- Instructions to follow
Could you output every record again, exactly as given?

::::

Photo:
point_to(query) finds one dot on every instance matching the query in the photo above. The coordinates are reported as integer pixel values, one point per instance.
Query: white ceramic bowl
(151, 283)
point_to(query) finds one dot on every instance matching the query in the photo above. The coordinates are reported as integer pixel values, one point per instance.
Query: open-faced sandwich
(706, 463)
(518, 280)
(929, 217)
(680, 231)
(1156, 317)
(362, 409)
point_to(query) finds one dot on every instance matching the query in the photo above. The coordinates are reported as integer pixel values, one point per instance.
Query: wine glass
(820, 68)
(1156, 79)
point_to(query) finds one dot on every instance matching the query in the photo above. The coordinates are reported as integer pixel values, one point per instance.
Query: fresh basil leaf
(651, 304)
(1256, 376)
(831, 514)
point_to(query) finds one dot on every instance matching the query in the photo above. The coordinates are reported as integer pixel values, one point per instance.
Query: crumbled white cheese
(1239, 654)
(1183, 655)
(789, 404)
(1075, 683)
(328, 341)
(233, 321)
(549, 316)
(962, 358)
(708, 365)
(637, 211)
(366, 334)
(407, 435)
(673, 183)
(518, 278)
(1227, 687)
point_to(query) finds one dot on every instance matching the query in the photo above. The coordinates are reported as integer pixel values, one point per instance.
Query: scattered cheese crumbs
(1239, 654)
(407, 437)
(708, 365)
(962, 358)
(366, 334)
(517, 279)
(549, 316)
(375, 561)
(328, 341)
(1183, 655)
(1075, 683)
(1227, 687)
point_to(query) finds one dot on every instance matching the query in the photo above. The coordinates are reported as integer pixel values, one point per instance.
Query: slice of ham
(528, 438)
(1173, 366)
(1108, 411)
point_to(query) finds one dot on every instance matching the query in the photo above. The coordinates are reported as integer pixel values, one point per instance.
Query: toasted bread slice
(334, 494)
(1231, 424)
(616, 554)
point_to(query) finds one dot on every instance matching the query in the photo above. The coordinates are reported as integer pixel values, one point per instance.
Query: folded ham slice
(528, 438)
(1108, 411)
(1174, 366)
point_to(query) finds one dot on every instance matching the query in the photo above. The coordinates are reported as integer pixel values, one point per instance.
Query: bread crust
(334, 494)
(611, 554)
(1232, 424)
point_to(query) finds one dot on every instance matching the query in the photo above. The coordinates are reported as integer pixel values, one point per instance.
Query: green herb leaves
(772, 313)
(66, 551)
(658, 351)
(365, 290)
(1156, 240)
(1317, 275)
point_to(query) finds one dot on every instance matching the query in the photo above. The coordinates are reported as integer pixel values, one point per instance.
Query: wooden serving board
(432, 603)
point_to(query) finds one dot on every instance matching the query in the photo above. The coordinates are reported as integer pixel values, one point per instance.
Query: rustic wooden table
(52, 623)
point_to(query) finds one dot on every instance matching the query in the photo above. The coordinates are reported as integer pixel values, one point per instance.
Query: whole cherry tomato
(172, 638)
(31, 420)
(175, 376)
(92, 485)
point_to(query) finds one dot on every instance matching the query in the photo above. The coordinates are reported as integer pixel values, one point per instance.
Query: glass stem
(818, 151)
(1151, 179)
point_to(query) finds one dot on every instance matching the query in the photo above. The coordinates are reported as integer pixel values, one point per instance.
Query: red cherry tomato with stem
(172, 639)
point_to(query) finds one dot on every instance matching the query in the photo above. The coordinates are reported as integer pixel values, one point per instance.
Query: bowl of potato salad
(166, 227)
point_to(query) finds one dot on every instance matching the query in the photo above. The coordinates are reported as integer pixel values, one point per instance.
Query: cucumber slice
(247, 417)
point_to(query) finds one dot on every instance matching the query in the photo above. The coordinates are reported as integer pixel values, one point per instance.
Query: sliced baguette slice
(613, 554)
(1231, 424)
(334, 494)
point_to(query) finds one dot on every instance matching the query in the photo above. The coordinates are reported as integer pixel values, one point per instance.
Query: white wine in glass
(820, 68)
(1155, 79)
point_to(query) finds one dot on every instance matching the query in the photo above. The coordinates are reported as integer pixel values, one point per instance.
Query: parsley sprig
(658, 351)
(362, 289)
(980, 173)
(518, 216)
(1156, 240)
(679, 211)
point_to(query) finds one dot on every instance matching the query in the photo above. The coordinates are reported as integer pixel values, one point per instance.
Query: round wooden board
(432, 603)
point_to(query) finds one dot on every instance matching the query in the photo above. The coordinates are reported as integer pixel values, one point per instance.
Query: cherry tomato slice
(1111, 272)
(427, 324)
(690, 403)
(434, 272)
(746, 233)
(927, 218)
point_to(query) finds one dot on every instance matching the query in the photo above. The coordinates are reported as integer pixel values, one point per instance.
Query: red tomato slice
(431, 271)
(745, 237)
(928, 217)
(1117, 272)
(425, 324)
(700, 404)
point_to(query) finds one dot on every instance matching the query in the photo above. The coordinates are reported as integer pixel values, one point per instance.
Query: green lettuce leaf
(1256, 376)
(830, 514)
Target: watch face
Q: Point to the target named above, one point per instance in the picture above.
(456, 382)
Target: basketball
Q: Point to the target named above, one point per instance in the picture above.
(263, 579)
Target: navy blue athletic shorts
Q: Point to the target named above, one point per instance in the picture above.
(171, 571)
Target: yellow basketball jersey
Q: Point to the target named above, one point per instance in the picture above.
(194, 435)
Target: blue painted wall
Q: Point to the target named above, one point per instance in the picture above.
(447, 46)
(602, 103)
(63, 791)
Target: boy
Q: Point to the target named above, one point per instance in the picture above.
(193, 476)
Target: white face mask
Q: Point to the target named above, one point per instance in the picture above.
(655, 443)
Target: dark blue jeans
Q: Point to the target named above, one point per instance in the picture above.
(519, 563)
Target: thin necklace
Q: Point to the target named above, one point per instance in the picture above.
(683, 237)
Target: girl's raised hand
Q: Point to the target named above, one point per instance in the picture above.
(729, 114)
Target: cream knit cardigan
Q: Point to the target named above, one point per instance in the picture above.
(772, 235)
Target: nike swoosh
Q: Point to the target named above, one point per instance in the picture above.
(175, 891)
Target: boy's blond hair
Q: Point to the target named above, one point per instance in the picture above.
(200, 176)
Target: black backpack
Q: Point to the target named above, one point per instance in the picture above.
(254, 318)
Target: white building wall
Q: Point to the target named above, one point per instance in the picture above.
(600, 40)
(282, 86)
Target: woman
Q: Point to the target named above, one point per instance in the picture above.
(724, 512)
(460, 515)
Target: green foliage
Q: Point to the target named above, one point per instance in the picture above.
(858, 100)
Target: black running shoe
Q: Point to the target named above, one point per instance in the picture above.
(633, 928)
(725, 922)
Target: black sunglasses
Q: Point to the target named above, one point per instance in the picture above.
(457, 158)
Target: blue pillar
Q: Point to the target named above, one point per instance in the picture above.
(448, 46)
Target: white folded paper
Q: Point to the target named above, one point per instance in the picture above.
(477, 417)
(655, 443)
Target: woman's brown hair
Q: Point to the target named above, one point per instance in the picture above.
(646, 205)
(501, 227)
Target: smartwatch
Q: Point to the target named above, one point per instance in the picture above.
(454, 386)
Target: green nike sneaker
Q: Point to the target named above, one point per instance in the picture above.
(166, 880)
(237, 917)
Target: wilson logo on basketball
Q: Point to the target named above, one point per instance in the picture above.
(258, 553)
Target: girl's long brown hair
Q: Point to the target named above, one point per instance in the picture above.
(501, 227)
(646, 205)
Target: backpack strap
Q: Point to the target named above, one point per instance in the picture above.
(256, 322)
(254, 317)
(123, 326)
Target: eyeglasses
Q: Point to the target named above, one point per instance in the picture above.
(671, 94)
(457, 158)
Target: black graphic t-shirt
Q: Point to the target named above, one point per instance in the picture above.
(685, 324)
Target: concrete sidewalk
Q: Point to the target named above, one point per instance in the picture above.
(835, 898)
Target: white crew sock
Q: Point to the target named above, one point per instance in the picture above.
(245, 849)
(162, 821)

::::

- Result
Photo:
point_to(query) finds one dot on every instance matching the query in the photo above. The coordinates are reported as integer pixel values, one point per instance.
Query: white ceramic bowl
(151, 283)
point_to(query) finds one dot on every instance matching the query in the photo above. The coordinates are reported as integer pixel values, one point per instance.
Query: open-faced sandwich
(706, 463)
(518, 280)
(929, 217)
(680, 231)
(1156, 317)
(362, 409)
point_to(query) finds one dot on every instance matching the query in the photo above. The coordinates are reported as integer pixel values, one point per instance.
Query: wine glass
(820, 68)
(1156, 79)
point_to(query) finds one dot on every instance matching the query in the photo above. The coordinates are reported as integer pixel values, one point per instance.
Query: fresh basil leaf
(651, 304)
(1256, 376)
(831, 514)
point_to(query) finds one dot on every instance matching the query in the photo above. The coordinates are reported as integer pixel values, one point per instance.
Query: crumbled white cheese
(1239, 654)
(1183, 655)
(789, 404)
(1075, 683)
(328, 341)
(233, 321)
(549, 316)
(962, 358)
(708, 365)
(637, 211)
(366, 334)
(407, 435)
(673, 183)
(518, 278)
(1227, 687)
point_to(query) finds one dot on every instance matching the query in the photo above. The coordinates are reported as integer pixel values, one point per instance.
Query: scattered cheese crumbs
(1239, 654)
(407, 437)
(708, 365)
(962, 358)
(366, 334)
(517, 279)
(549, 316)
(375, 561)
(328, 341)
(1183, 655)
(1075, 683)
(1227, 687)
point_to(query) finds one dot on every instance matching the query in the photo above. The coordinates are reported as integer pixel values, one point per instance.
Query: slice of ham
(528, 438)
(1173, 366)
(1108, 411)
point_to(query) finds one dot on every instance matching the query in the photo above. The coordinates are reported as integer pixel values, one point per instance.
Query: toasted bread slice
(334, 494)
(1231, 424)
(616, 554)
point_to(query) finds one dot on every instance matching the query in the photo above. The coordinates are reported as integer pixel values, one point per instance.
Query: folded ham slice
(528, 438)
(1108, 411)
(1174, 366)
point_to(query) finds one dot on every instance matching the query in the photo above. The coordinates are reported as integer pixel values, one point per instance.
Query: bread crust
(334, 494)
(611, 554)
(1232, 424)
point_to(query) finds one dot on every instance matching the query in the photo above. The coordinates are reported as integer pixel values, one point per instance.
Query: green herb leaves
(772, 313)
(66, 551)
(658, 351)
(365, 290)
(1156, 240)
(1317, 275)
point_to(query) finds one dot on every instance matching the query in the photo above. The coordinates are reported as integer pixel values, one point per instance.
Query: wooden serving board
(432, 603)
point_to(query) finds one dot on every instance matching the query in the photo above. The coordinates are reported as integer pixel values, one point per instance.
Query: rustic wooden table
(52, 623)
point_to(query) finds one dot on every instance matching the query in the photo above. The coordinates are reported as integer pixel values, one point per instance.
Query: whole cherry tomato
(172, 638)
(31, 420)
(175, 376)
(92, 485)
point_to(query) finds one dot on every instance matching the query in the photo above. The coordinates are reported as integer pixel values, one point per instance.
Query: glass stem
(818, 151)
(1151, 179)
point_to(query) finds one dot on every instance matching the query in the photo above. The coordinates are reported as integer pixel values, one point per instance.
Query: red cherry tomato with stem
(172, 639)
point_to(query) finds one dot on every instance matching the query in the photo above. The coordinates are reported as integer pixel values, one point per instance.
Query: bowl of potato salad
(166, 227)
point_to(query) finds one dot on every instance matching the query in the photo above. The coordinates are reported as integer pixel values, one point per instance.
Query: cucumber slice
(247, 417)
point_to(query) finds one dot on every instance matching the query in the photo above. The coordinates are reported as integer pixel values, one point per instance.
Query: sliced baguette slice
(613, 554)
(1231, 424)
(334, 494)
point_to(query) finds one dot on every instance matching the query in the photo above. The coordinates are reported as integer pixel values, one point per instance.
Query: white wine in glass
(820, 68)
(1155, 79)
point_to(query) finds one dot on every instance matching the query in the photo above. The coordinates are reported as integer pixel values, one point per instance.
Query: parsley sprig
(658, 351)
(362, 289)
(980, 173)
(518, 216)
(1156, 240)
(679, 211)
point_to(query) finds one dot on every instance matching the query in the photo above. The coordinates are reported as integer pixel values, one point per instance.
Query: round wooden board
(432, 603)
point_to(query) finds one dot on every instance matching the query in the photo above. The coordinates are reported as integer pixel values, one point per instance.
Query: cherry tomato slice
(1111, 272)
(427, 324)
(690, 403)
(434, 272)
(746, 233)
(927, 218)
point_to(query) finds one dot on every instance matching the query in the photo above. The coordinates are reported as integer pixel values, one point per instance.
Query: red tomato slice
(431, 271)
(745, 237)
(928, 217)
(1117, 272)
(425, 324)
(700, 404)
point_to(query) finds one dot on every instance matching the query in the photo above. The coordinates are reported as integer pixel values, one point per instance.
Query: green lettuce leaf
(1256, 376)
(830, 514)
Target: watch face
Q: Point to the target named above, one point per instance in the picture above.
(456, 382)
Target: basketball
Q: Point to the target named above, one point per instance in the picture above.
(263, 579)
Target: navy blue athletic shorts
Q: Point to the target named above, one point per instance in the picture above.
(171, 571)
Target: yellow basketball jersey
Q: Point to the target named above, one point per instance in the picture above.
(194, 435)
Target: blue painted wall
Q: Point to the target named above, one point per instance in the picture above.
(447, 46)
(602, 103)
(63, 791)
Target: boy
Q: Point to the target named above, one point per instance in the picture above.
(193, 476)
Target: white face mask
Q: Point to the target named above, one point per instance in the picture above.
(655, 443)
Target: dark blue jeans
Q: Point to the target named above, one point per instance in the picture above.
(519, 563)
Target: thin necklace
Q: Point to the target named above, one point per instance in the picture above.
(683, 237)
Target: girl's raised hand
Q: Point to the target named above, one point per instance in the picture above.
(729, 114)
Target: cream knit cardigan
Q: Point to the target named above, one point per instance in the picture above.
(772, 235)
Target: nike swoosh
Q: Point to the target named above, one point per instance in the picture above.
(175, 891)
Target: boy's blond hair
Q: Point to the target named above, one point per instance in the picture above.
(200, 176)
Target: black backpack
Q: Point to the target named above, one point per instance in the picture above.
(254, 318)
Target: white building wall
Q: Point to the target named above, one point per instance in the picture above.
(600, 40)
(282, 86)
Target: woman
Q: Point to the target named above, one point per instance in the picture above.
(724, 512)
(460, 515)
Target: green foliage
Q: Point to the target named above, one point per instance in the picture above.
(858, 100)
Target: black running shoe
Q: Point to the target named above, one point per instance in the picture above.
(633, 928)
(725, 922)
Target: black sunglasses
Q: Point to the target named above, one point per instance in the picture above.
(457, 158)
Target: blue pillar
Q: Point to the target named above, one point per instance in the picture above.
(448, 46)
Target: white folded paper
Q: Point to the target named above, one point per instance in the picture above.
(477, 417)
(655, 443)
Target: woman's brown hair
Q: Point to the target named above, one point per instance in the picture above.
(646, 205)
(501, 227)
Target: smartwatch
Q: Point to the target named above, one point per instance in the picture above.
(454, 386)
Target: green nike sneaker
Q: Point to the target named above, one point per instance in the picture above.
(166, 880)
(237, 917)
Target: wilson logo on basketball
Q: Point to the target named above, one point per instance in the picture above.
(258, 553)
Target: girl's long brown hair
Q: Point to the target named above, one point per instance in the picture above.
(501, 227)
(646, 205)
Target: backpack strap
Q: Point to the target named above, one point per instance in the picture above.
(256, 322)
(254, 317)
(123, 326)
Target: eyeglasses
Q: Point to the target named above, one point per instance in the picture above.
(671, 94)
(457, 158)
Target: black graphic t-shirt
Q: Point to the target named above, one point per instance in the picture above.
(685, 324)
Target: concrete sidewalk
Q: Point to the target named above, one point per instance in the picture above.
(835, 898)
Target: white crew sock
Q: Point to the target named above, one point per instance in the picture above.
(245, 849)
(162, 821)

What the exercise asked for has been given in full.